— begin QUOTED PASSAGE —

Monday, December 3, 2012

Relationship Talk #3 Have You Been Mistreated by your Mate?

What is Emotional Abuse?


Iyanla Fix my Life: fix My Cheating Husband

This episode is about a woman who call in for Iyanla to help her make a decision about what to do with her husband of 10yrs who happens to be a pastor and has cheated with about 20 women. They currently live a double life because she has her own apartment with the kids and then on Sunday they go into chuch togther as if nothing iswrong. She sits in the first pew knowing that some of the women her husband has sleep with are right there in the congregation (he admits to ), one of his indecretions has resulted in a child. The whole thing has been a mess and now she has had an affair as well. When Natashia has a sit down with Iyanla she has a few things she wants her to realize and this is one:

Verbal abuse is a pattern of behavior that can seriously interfere with one’s positive emotional development and over time, can lead to significant detriment to one’s self- esteem, emotional well-being and physical state. Verbal abuse creates emotional pain and mental anguish. It is a lie told to you or about you. Generally, verbal abuse defines people telling them what they are, what they think, their motives, and so forth.  It has been further described as an ongoing emotional environment organized by the abuser for the purposes of control. Usually one person is blaming, accusing, even name calling, and the other is defending and explaining.
Below are some common signs of verbal abuse:

  Being called names by your spouse. Any negative form of name calling is unacceptable. If you feel that it is a put down, then it most likely is. There are names that are obvious and, without question abusive. Then there are the covert, veiled attempts to put a spouse down that are harder to identify. Verbal abusers love to use constructive criticism to beat a spouse down. If your spouse is constantly criticizing you, “for your own good,” be careful. This is the most insidious form of verbal abuse.

   Using words to shame. Critical, sarcastic, mocking words meant to put you down either alone or in front of other people.
Yelling, swearing and screaming. I call this the “walking on eggs shells” syndrome because you are living with someone who goes verbally ballistic for very little cause. You’re stunned, shocked, and thrown off balance by mate's sarcasm, angry jab, put-down, or hurtful comment.
Using threats to intimidate. No threat should be taken likely, even if your spouse tells you they are only joking, especially if it causes you to change behaviors or to feel on guard in the relationship.

— end QUOTED PASSAGE —

**GOALS**
a – Answer these about the blog post on verbal abuse, one answer per line:
(i) How long has the woman in the episode been married to her husband?
(ii) Which form of verbal abuse does the post call the most insidious?
(iii) What name does the writer give to living with a spouse who yells, swears and screams?
b – Continue the blog post on verbal abuse from its last sentence.

— begin DATASET EXCERPT —

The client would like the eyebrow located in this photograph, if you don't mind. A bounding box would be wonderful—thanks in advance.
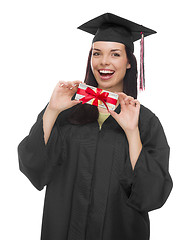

— end DATASET EXCERPT —

**RESPONSES TO THE EXERCISE**
a –
(i) 10 years.
(ii) Constant criticism from a spouse presented as constructive criticism, "for your own good."
(iii) The "walking on eggs shells" syndrome.

b –
Blaming the victim. Your spouse blows his/her top and then blames you for their actions and behavior. If you were only perfect they wouldn’t lose control!
Your feelings are dismissed. Your mate refuses to discuss issues that upset you. They avoid discussion of any topic where they might have to take responsibility for their actions or words.
Can’t seem to resolve issues. It is the issue in the relationship. When a couple is having an argument about a real issue, the issue can be resolved. In a verbally abusive relationship, there is no specific conflict. The issue is the abuse, and this issue is not resolved. There is no closure.
You often wonder why you feel so bad. You bury your feelings; walk on egg shells and work so hard at keeping the peace that every day becomes an emotional chore. You feel depressed and have even wondered if you are crazy. Your self-esteem gradually diminishes, usually without her realizing it. You may consciously or unconsciously try to change your behavior so as not to upset the abuser.
Manipulating your actions. The persistent and intense use of threatening words to get you to do something or act in a way you find uncomfortable. This form of verbal abuse is common at the end of a marriage. If your spouse doesn’t want a divorce they will say whatever it takes to play on your emotions, to get you to stay in the marriage. All in an attempt to get you to comply with their desires, regardless of what is best for you as an individual.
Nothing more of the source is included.